- **Problem description**
An image-free, verbatim transcription of the records is the expected result.

- **The data**
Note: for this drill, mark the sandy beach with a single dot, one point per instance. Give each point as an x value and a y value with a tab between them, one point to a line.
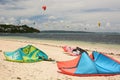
46	70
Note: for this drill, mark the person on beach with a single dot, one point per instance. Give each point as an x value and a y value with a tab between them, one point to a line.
78	51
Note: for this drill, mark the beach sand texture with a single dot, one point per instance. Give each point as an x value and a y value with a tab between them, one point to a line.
47	70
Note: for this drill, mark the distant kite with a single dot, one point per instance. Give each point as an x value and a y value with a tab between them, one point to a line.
44	7
99	24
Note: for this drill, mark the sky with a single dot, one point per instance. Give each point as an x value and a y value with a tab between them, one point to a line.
69	15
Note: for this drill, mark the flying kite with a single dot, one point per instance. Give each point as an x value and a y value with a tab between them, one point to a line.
44	7
99	24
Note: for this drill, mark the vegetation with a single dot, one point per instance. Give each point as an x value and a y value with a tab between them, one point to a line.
17	29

- **Task output**
Note: for this drill, mark the sandy beach with a single dot, one point per instance. Give each point as an x value and a y value with a tab between them, one point to a line.
46	70
Note: for this drill, mark the person on beach with a single dot, one point per instance. Give each point as an x value and a y value with a tab between them, one point to a line.
78	51
Note: for this drill, mark the beach sand texture with a single dot, one point per instance. Give each point as an x value and a y value with a tab between them, one point to a line.
47	70
Note: for this drill, mark the distant kite with a single dot, one point per instance. Give each point as an x value and a y value with a tab between them, one point to a line.
44	7
99	24
Note: for this drill, mark the sky with a single dot, one point per instance. Give each point as an x value and a y value with a tab between them, one point to a line.
69	15
Note: for this drill, mark the flying kite with a single dot, one point per instance. Give each point as an x value and a y value with a tab between them, one point to a line.
44	7
99	24
Note: for this drill, mark the vegetation with a single dot, one point per instance. Give each point as an x value and a y value with a tab between them, one point to a line.
17	29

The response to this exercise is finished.